_QUELLENAUSZUG:_
Die Kinderbetreuungsoffensive werde "fortgesetzt", wie es die Koalition formuliert. Sie verspricht, mehr Elementarpädagoginnen und Kindergartenbetreuerinnen einzustellen. Das Tageseltern-Angebot soll attraktiver werden. Man wolle aber auch die "Kinderbetreuung im Familienverband" finanziell aufwerten - ein Plan, der dem freiheitlichen Familien- und Mutterbild entspricht. Im Koalitionspapier steht dazu: "Andererseits bedeutet Wahlfreiheit auch Wertschätzung und Anerkennung für all jene Familien, die ihre Kinder zu Hause betreuen möchten."
Beim Thema Pflege folgt die neue Koalition dem Prinzip "Daheim vor stationär". Mikl-Leitner kündigte auch "Pflege-Schecks" an. Außerdem verspricht man ein Modell zur Anstellung von Auszubildenden in der Pflege. Damit soll die Ausbildung attraktiver gemacht werden, und Pflegekräfte sollen "zu einer längeren Tätigkeit in Niederösterreich motiviert" werden.
Verteidigung des Verbrennungsmotors
Im Verkehr setzt Schwarz-Blau keine großen Akzente für den Klimaschutz oder den Ausbau der öffentlichen Verkehrsmittel. Vielmehr hält man am Individualverkehr per Auto fest. "Das in der EU ab dem Jahr 2035 geplante Zulassungsverbot von Fahrzeugen mit Verbrennungsmotoren wird abgelehnt", heißt es im schwarz-blauen Arbeitspapier.

_ARBEITSAUFTRAG:_
Schreiben Sie den Auszug zum schwarz-blauen Koalitionsprogramm in Niederösterreich vollständig und wortgetreu ab. Als Grundlage dient allein dieser Auszug.

_UNTERSUCHTE DATENSÄTZE:_
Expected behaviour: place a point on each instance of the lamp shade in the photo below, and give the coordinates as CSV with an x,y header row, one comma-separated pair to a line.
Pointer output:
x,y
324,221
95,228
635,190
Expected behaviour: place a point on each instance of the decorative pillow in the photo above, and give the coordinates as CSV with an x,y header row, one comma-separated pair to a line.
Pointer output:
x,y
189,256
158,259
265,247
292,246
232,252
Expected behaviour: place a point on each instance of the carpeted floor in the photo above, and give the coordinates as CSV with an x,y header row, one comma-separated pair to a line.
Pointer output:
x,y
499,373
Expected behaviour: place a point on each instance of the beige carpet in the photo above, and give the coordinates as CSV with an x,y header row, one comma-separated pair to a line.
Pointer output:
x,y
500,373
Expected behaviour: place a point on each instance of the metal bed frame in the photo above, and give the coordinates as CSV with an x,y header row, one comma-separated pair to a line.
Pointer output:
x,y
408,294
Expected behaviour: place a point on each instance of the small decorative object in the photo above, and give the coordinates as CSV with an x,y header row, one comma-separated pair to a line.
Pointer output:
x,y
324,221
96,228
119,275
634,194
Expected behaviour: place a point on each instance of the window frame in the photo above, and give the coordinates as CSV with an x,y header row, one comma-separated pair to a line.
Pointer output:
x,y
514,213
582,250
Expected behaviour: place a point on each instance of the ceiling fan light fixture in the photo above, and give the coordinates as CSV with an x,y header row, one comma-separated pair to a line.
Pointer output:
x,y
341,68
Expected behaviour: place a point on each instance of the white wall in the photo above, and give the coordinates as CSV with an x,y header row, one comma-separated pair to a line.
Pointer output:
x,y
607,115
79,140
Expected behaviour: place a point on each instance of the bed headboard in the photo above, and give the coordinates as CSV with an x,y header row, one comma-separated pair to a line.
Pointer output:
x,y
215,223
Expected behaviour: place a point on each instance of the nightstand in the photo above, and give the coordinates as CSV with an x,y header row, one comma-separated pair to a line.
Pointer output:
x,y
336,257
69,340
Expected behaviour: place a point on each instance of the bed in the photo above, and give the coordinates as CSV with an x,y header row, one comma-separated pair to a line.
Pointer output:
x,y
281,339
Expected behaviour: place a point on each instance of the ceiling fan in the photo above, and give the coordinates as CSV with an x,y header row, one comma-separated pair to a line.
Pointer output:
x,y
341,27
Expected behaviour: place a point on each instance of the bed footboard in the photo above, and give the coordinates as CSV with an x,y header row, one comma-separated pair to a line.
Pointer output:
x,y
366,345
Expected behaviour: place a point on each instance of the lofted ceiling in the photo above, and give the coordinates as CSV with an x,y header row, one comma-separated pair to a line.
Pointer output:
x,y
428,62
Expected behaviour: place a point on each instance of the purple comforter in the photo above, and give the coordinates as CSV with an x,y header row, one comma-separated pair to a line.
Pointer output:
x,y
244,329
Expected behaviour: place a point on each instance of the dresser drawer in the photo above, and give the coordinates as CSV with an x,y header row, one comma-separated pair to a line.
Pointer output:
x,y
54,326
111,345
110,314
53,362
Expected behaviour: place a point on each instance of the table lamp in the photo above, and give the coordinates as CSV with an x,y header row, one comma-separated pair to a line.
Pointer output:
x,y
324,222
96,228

_LÖSUNG:_
Die Kinderbetreuungsoffensive werde "fortgesetzt", wie es die Koalition formuliert. Sie verspricht, mehr Elementarpädagoginnen und Kindergartenbetreuerinnen einzustellen. Das Tageseltern-Angebot soll attraktiver werden. Man wolle aber auch die "Kinderbetreuung im Familienverband" finanziell aufwerten - ein Plan, der dem freiheitlichen Familien- und Mutterbild entspricht. Im Koalitionspapier steht dazu: "Andererseits bedeutet Wahlfreiheit auch Wertschätzung und Anerkennung für all jene Familien, die ihre Kinder zu Hause betreuen möchten."
Beim Thema Pflege folgt die neue Koalition dem Prinzip "Daheim vor stationär". Mikl-Leitner kündigte auch "Pflege-Schecks" an. Außerdem verspricht man ein Modell zur Anstellung von Auszubildenden in der Pflege. Damit soll die Ausbildung attraktiver gemacht werden, und Pflegekräfte sollen "zu einer längeren Tätigkeit in Niederösterreich motiviert" werden.
Verteidigung des Verbrennungsmotors
Im Verkehr setzt Schwarz-Blau keine großen Akzente für den Klimaschutz oder den Ausbau der öffentlichen Verkehrsmittel. Vielmehr hält man am Individualverkehr per Auto fest. "Das in der EU ab dem Jahr 2035 geplante Zulassungsverbot von Fahrzeugen mit Verbrennungsmotoren wird abgelehnt", heißt es im schwarz-blauen Arbeitspapier.